EXERCISE DETAILS: Give back the part of the listing that opens with the line containing "For each instance of the stage monitor" and closes at the end of the listing, swapping "wedge" for "speaker" and leaving everything else unchanged.

▼▼▼

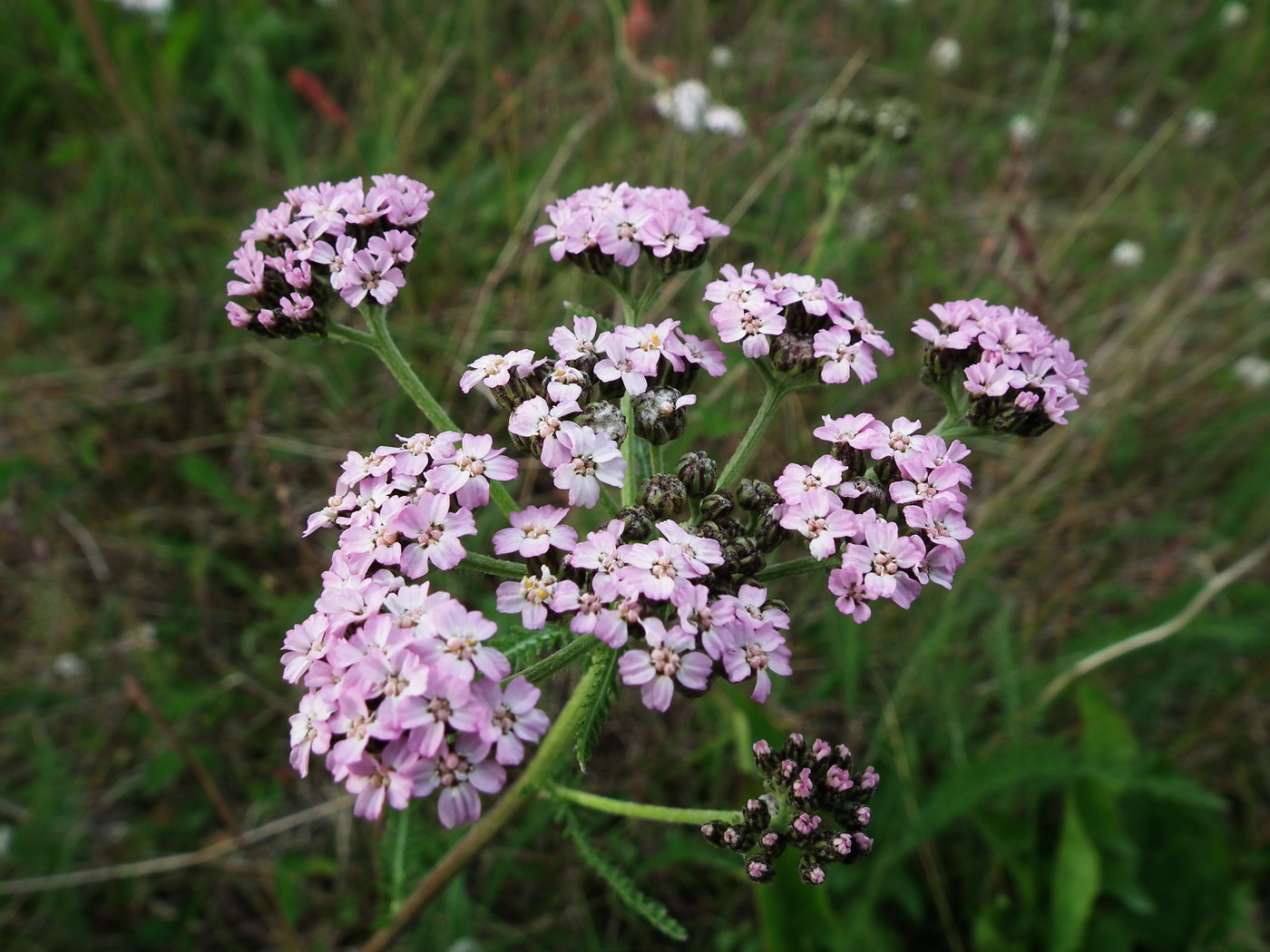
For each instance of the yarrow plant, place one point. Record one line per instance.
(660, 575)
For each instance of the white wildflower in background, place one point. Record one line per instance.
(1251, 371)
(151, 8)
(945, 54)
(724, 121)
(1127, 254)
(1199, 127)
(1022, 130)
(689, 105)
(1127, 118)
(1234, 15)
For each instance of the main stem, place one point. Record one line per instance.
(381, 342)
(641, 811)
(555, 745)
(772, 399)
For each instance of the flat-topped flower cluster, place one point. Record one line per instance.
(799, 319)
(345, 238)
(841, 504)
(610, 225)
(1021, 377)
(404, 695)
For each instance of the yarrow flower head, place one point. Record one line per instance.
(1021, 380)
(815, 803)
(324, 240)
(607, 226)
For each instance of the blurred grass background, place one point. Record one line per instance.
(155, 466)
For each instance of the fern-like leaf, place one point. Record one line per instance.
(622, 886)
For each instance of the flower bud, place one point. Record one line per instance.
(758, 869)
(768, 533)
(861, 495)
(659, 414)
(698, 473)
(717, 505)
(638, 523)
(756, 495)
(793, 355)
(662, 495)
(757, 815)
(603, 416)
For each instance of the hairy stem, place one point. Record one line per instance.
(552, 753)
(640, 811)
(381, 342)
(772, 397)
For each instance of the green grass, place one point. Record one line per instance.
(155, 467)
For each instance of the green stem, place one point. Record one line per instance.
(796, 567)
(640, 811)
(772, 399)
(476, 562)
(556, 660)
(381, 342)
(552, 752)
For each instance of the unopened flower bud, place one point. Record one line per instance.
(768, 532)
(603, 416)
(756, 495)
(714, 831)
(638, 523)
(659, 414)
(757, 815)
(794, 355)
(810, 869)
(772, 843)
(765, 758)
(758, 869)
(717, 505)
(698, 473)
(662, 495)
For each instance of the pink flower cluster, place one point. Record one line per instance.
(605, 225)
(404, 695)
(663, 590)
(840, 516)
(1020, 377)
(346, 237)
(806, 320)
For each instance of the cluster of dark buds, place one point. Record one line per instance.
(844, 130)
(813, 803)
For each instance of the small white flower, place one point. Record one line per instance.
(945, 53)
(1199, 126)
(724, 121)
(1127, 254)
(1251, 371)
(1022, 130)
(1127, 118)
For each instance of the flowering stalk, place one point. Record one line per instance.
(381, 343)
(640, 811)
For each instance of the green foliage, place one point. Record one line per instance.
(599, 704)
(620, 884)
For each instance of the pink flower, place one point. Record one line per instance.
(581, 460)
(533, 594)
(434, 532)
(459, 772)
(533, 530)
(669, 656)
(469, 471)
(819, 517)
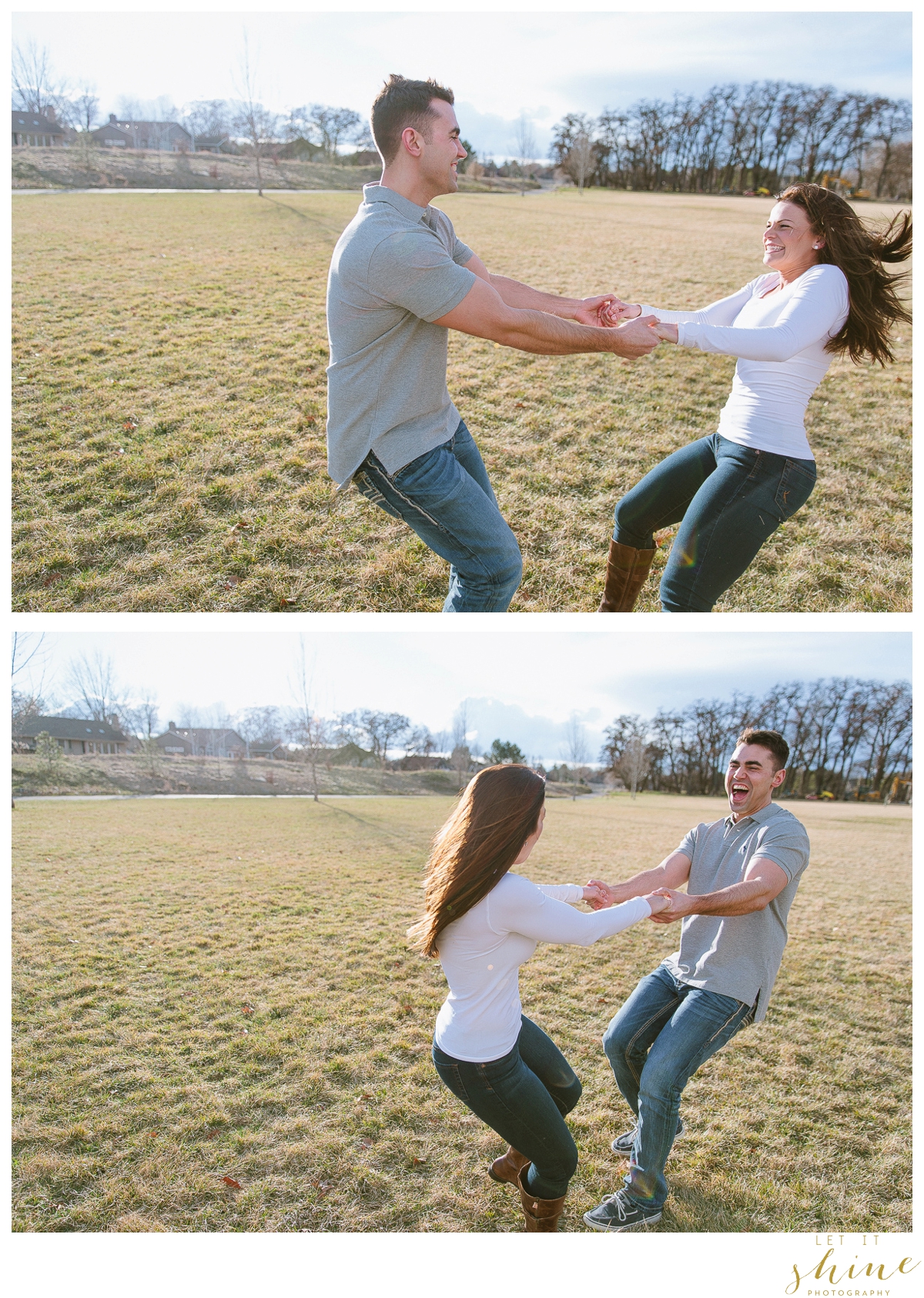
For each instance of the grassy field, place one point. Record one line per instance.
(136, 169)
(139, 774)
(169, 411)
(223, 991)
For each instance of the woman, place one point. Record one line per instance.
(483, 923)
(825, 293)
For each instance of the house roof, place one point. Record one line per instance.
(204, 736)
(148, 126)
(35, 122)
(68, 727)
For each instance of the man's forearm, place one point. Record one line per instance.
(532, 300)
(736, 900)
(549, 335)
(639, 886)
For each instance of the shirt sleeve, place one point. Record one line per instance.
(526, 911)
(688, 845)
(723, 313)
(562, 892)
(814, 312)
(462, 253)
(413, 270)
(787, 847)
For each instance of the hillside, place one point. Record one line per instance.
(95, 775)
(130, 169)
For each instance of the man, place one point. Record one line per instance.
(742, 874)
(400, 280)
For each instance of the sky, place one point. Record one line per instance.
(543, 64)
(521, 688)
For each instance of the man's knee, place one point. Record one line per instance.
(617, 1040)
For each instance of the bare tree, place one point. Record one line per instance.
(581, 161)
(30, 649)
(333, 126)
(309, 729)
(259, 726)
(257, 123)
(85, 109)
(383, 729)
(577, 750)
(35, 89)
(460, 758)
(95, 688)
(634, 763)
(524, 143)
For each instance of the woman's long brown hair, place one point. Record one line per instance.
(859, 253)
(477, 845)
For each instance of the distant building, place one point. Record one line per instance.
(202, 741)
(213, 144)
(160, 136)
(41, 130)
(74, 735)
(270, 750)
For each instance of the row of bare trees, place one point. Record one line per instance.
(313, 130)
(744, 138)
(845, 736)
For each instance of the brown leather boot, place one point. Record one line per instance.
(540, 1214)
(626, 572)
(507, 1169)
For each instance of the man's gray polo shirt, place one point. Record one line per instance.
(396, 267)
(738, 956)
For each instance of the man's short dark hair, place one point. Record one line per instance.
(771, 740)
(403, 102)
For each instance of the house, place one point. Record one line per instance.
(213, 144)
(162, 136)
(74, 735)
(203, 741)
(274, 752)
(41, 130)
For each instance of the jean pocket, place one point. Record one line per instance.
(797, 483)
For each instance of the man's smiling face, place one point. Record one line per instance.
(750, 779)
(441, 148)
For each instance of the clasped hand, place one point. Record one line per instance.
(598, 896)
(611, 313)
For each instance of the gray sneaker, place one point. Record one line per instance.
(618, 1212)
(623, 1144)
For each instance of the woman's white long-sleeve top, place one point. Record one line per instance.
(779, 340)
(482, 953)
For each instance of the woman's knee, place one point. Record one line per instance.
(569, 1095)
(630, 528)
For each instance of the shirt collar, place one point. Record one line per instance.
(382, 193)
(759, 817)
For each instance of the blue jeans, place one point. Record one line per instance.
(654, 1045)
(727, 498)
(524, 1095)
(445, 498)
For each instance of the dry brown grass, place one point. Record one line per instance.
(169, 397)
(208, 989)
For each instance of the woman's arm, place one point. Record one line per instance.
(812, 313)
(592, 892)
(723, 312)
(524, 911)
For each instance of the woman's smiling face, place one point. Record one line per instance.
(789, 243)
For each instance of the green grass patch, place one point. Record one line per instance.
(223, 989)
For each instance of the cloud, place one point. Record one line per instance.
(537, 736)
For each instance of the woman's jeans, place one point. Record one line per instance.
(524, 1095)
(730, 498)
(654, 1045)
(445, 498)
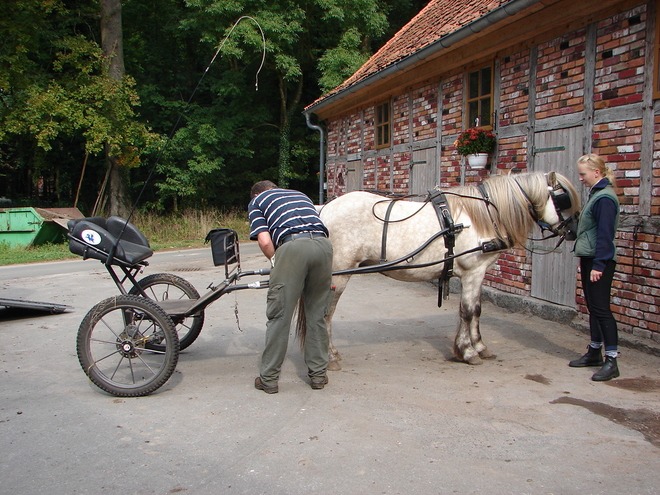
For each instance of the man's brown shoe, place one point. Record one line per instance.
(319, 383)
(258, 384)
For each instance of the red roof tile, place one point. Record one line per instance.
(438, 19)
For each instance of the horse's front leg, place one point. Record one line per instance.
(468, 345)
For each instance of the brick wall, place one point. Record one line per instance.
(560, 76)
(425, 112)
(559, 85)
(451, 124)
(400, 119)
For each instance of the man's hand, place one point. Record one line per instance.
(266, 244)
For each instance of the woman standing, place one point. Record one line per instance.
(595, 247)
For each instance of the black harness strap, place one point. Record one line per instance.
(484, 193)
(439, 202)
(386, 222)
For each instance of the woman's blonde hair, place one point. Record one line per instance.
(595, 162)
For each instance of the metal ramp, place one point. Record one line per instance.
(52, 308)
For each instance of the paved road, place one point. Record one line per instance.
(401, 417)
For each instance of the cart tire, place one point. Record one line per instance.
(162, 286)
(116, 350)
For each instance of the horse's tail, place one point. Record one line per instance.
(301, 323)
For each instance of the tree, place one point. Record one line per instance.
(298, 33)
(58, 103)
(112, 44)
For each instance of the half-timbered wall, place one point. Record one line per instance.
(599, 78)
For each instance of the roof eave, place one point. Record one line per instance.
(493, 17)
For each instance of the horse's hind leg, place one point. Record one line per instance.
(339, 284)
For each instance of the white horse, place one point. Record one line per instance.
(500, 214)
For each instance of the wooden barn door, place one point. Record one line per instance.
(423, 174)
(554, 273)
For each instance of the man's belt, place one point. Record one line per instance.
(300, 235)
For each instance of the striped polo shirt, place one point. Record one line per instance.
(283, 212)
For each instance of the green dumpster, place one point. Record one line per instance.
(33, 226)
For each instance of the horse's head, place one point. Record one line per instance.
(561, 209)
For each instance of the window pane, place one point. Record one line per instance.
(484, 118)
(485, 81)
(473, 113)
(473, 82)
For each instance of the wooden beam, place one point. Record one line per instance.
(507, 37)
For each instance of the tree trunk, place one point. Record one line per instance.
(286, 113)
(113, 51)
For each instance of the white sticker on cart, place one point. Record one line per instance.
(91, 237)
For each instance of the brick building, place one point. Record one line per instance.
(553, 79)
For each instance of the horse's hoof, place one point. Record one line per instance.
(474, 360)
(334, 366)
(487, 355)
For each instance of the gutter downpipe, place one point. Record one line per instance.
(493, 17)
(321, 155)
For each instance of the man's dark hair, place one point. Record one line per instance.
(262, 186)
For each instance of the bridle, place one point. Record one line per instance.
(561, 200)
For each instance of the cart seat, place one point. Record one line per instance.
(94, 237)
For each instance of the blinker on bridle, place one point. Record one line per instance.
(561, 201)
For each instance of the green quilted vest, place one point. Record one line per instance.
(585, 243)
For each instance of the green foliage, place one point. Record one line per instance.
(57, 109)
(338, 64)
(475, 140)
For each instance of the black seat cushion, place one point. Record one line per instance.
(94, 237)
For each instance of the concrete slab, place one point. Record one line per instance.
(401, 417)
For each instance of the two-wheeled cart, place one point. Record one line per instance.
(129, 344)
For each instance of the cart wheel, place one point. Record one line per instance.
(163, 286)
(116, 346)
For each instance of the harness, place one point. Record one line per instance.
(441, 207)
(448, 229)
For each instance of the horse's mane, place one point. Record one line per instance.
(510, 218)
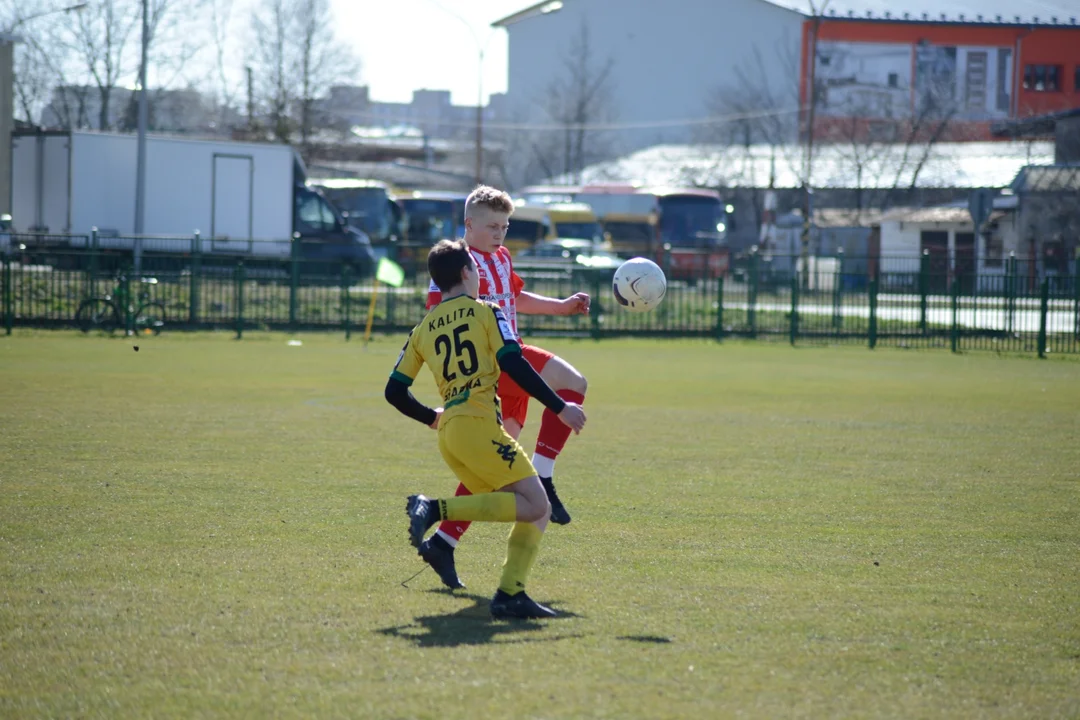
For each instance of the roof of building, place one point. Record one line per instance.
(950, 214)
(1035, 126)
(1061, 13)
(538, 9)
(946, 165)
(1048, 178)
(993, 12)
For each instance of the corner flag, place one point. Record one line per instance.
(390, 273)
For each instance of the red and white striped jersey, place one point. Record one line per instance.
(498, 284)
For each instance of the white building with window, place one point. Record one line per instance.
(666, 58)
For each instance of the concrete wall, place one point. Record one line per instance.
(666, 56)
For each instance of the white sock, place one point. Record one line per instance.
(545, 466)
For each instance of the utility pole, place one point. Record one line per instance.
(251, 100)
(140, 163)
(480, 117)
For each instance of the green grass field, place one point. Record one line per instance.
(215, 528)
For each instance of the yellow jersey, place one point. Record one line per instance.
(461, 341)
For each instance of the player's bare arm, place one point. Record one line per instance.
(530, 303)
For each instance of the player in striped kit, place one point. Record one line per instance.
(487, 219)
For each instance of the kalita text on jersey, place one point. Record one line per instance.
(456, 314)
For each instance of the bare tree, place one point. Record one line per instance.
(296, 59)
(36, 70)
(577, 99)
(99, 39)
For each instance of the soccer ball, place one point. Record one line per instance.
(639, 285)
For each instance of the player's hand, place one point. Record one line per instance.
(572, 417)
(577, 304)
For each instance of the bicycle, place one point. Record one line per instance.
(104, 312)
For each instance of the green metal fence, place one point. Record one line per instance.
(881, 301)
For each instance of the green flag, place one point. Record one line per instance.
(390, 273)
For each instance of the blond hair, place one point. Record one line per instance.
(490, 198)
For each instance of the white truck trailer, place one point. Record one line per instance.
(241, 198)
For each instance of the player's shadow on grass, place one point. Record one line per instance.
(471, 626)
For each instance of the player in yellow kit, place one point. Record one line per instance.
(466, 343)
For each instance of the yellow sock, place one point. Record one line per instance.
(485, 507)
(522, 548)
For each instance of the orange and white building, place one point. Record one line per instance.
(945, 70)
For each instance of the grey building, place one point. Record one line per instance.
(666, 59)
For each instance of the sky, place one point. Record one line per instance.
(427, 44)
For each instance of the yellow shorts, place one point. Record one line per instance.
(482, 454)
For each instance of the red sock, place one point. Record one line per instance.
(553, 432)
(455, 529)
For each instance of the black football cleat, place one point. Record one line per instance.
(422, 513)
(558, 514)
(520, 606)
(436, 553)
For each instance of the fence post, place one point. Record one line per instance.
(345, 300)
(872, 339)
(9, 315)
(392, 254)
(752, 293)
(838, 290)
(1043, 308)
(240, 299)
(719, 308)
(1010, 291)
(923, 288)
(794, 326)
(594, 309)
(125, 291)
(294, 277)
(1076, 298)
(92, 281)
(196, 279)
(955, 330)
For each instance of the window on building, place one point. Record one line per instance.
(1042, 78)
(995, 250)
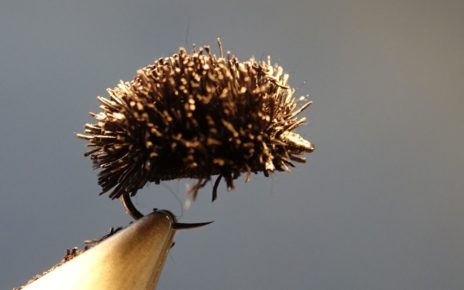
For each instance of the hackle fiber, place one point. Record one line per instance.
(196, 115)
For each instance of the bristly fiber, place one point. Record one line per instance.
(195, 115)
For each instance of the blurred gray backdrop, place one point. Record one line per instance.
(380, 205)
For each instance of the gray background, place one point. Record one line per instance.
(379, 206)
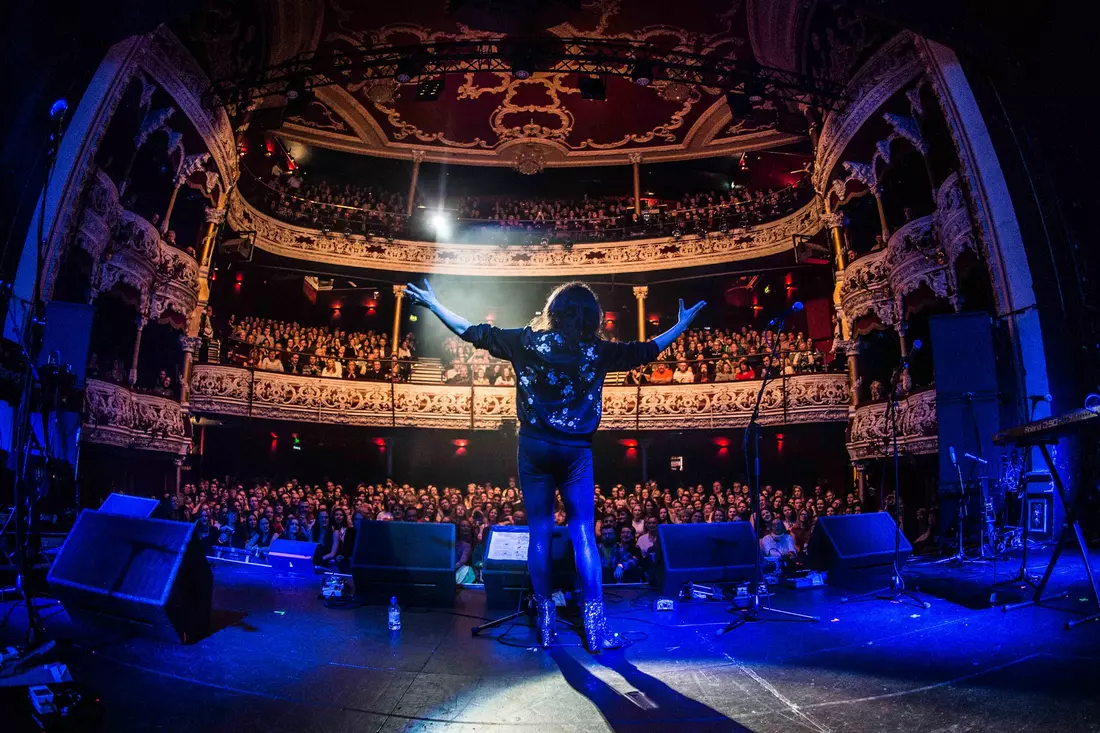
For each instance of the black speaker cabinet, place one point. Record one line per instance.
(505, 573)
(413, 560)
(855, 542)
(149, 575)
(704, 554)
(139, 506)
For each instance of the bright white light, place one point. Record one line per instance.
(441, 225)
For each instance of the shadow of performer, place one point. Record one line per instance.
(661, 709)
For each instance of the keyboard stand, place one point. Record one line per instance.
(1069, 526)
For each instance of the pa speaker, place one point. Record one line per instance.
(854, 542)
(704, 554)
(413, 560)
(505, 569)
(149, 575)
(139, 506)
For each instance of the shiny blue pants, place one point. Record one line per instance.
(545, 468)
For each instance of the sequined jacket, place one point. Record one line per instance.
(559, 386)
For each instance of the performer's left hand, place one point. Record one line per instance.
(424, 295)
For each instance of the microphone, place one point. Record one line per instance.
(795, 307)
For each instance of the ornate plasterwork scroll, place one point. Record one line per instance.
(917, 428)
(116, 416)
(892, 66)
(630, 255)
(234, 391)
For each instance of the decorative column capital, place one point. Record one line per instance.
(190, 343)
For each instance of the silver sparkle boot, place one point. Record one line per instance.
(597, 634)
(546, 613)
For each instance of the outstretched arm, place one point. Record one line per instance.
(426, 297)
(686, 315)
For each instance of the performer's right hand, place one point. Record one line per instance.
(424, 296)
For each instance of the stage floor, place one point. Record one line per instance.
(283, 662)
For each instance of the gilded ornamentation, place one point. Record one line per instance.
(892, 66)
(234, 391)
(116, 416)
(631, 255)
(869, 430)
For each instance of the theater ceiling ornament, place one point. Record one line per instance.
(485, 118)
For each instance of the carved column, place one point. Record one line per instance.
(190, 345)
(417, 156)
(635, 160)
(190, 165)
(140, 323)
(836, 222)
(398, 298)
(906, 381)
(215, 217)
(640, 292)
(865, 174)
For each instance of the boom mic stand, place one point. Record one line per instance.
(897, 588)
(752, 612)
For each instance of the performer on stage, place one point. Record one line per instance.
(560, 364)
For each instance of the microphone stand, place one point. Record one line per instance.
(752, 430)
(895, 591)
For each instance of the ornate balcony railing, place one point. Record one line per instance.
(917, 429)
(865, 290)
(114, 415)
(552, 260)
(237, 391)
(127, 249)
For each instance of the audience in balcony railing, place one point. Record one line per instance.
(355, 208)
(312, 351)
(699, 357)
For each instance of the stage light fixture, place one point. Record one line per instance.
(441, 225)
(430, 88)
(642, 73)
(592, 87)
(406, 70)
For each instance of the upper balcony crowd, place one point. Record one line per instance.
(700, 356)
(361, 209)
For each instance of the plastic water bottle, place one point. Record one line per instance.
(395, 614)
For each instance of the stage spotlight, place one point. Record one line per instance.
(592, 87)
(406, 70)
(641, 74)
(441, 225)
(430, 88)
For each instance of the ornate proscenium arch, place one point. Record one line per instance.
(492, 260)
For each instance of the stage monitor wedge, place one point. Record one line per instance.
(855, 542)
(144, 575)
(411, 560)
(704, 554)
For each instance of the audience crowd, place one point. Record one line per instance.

▲▲▲

EXERCISE ANSWER:
For each instance of the stage monitor speaker, place one point. Record one line per instance.
(855, 542)
(144, 575)
(411, 560)
(704, 554)
For each instance of the audience crowd, place one point. Record one line per instance.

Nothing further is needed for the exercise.